## DOCUMENT EXCERPT

↓↓↓

# Load AWS access key, secret key and region

In [0]:
import pyspark.sql.functions as F
from pyspark.sql.types import StructType, StructField, StringType, LongType
import urllib

In [0]:
ACCESS_KEY = dbutils.secrets.get(scope="aws", key="access_key_id")
SECRET_KEY = dbutils.secrets.get(scope="aws", key="secret_access_key")
REGION = dbutils.secrets.get(scope="aws", key="region")

# Stream transformations

In [0]:
# define the output and checkpoint paths for the cleaned user data
outputPath = '/mnt/pinterest_data/test_streaming_delta_tables/0e3bbd435bfb_user_table'
checkpointPath = '/mnt/pinterest_data/test_streaming_delta_tables/checkpoints/user'

# define partition key
partition_key = "test_user"

# define aws access variables and a dataframe to read from kinesis stream
awsAccessKeyId = ACCESS_KEY
awsSecretKey = SECRET_KEY
kinesisStreamName = "streaming-0e3bbd435bfb-user"
kinesisRegion = REGION
df = (spark.readStream
    .format("kinesis") 
    .option("streamName", kinesisStreamName)
    .option("region", kinesisRegion)
    .option("initialPosition", "LATEST")
    .option("format", "json")
    .option("awsAccessKey", awsAccessKeyId)
    .option("awsSecretKey", awsSecretKey)
    .option("inferSchema", "true")
    .option("minFetchPeriod", "200ms")
    .load())

# schema for the data
schema = StructType([
    StructField("ind", LongType()),
    StructField("first_name", StringType()),
    StructField("last_name", StringType()),
    StructField("age", LongType()),
    StructField("date_joined", StringType())
])

# transformations
transformed_df = (
    # filter data with required shardId
    df.filter(F.col("partitionKey") == partition_key)

        # decode the data column
        .withColumn(
            "decoded_data",
            F.unbase64(
                F.col("data")

↑↑↑

## RECORD EXCERPTS

↓↓↓

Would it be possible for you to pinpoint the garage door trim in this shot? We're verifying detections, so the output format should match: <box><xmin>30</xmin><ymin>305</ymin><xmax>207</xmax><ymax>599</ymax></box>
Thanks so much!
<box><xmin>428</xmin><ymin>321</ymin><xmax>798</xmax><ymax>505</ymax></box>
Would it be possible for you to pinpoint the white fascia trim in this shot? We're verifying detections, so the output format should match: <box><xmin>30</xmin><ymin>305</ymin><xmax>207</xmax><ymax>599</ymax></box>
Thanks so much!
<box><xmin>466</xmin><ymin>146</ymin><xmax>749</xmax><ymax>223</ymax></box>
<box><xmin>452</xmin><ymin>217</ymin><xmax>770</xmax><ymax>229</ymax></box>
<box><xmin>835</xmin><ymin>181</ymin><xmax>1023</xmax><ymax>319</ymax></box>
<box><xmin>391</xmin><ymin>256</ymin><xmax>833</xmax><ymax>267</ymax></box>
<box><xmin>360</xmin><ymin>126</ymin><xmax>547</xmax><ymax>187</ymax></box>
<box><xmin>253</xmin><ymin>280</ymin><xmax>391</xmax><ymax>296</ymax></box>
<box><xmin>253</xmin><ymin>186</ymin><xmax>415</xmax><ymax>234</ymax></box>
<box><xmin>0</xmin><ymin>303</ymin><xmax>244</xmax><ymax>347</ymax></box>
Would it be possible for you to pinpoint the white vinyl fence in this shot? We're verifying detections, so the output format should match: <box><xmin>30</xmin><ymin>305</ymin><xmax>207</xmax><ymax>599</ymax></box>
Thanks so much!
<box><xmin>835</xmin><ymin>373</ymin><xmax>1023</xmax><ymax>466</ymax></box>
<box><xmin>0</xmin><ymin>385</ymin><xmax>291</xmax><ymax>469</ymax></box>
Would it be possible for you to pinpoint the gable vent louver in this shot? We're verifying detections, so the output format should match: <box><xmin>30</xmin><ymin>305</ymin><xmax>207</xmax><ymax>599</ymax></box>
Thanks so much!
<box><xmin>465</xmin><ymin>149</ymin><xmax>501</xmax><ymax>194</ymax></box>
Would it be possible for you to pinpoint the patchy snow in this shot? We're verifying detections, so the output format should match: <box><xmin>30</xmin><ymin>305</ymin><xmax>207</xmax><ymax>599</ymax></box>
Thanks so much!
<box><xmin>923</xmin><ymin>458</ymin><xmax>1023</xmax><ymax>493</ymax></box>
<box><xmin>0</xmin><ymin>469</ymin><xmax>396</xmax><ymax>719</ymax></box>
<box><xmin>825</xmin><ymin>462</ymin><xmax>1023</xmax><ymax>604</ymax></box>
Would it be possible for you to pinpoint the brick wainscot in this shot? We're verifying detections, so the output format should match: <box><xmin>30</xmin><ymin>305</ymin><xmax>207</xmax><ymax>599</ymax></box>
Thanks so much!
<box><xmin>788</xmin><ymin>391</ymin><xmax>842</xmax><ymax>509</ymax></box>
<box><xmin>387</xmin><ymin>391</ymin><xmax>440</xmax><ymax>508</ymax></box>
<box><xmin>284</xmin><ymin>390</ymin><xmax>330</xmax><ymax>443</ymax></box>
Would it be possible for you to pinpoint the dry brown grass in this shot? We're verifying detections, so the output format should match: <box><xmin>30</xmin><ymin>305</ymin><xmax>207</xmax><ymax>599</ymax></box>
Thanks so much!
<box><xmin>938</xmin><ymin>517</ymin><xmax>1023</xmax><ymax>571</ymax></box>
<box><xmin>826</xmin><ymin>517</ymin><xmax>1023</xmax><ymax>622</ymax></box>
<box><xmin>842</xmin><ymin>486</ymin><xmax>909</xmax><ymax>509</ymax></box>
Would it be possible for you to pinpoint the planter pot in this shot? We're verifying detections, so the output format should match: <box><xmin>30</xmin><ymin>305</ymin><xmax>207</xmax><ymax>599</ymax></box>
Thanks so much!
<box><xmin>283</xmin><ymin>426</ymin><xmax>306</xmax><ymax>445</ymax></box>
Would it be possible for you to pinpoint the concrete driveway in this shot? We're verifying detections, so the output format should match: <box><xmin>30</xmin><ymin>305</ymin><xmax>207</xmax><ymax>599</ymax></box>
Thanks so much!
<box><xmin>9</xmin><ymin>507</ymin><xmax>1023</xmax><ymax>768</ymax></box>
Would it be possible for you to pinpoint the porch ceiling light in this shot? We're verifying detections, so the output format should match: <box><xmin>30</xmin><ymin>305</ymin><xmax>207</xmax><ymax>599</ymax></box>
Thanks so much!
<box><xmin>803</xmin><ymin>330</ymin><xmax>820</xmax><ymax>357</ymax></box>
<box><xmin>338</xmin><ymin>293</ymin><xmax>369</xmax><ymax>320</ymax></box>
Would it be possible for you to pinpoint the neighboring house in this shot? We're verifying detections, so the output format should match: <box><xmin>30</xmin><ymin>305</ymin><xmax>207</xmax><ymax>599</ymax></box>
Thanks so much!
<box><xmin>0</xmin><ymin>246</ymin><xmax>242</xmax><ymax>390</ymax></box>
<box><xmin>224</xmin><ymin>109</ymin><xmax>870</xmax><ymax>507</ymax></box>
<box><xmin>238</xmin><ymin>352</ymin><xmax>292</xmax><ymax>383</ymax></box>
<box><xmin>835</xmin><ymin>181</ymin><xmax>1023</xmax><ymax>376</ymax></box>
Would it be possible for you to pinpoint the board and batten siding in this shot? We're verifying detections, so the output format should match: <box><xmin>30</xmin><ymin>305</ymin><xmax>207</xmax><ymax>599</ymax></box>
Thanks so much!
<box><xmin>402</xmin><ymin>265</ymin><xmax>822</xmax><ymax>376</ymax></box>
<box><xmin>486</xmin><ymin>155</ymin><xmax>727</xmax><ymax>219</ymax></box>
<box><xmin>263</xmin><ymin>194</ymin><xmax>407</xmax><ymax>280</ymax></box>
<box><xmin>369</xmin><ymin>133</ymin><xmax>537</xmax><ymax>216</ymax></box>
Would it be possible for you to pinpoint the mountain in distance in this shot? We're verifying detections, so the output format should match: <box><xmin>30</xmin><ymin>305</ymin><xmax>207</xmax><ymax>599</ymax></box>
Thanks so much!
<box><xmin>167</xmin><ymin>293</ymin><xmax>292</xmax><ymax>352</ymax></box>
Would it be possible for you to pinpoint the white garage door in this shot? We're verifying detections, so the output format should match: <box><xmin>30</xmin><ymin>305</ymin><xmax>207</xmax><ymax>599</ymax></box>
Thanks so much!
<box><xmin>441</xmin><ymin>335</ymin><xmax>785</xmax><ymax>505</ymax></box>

↑↑↑

Can you carry on the Kinesis streaming notebook from the point where its code stops? You can leave the items aside; they aren't needed.

## RESPONSE
            ).cast("string")
        )

        # Use from_json to parse the JSON string in decoded_data and apply the schema
        .withColumn("parsed_data", F.from_json(F.col("decoded_data"), schema))
        
        # select the individual fields from the parsed_data column
        .select(
            F.col("parsed_data.ind"),
            F.col("parsed_data.first_name"),
            F.col("parsed_data.last_name"),
            F.col("parsed_data.age"),
            F.col("parsed_data.date_joined"),
        )

        # create a new column 'user_name' by concatenating 'first_name' and 'last_name'
        .withColumn("user_name", F.concat(F.col("first_name"), F.col("last_name")))

        # drop first_name and last_name
        .drop("first_name", "last_name")

        # convert the date_joined column from a string to a timestamp data type
        .withColumn("date_joined", F.to_timestamp(F.col("date_joined")).cast("timestamp"))
)

# write the stream to a delta table
query = (
    transformed_df.writeStream
    .format("delta")
    .outputMode("append")
    .option("checkpointLocation", checkpointPath)
    .start(outputPath)
)

# keep the stream running
query.awaitTermination()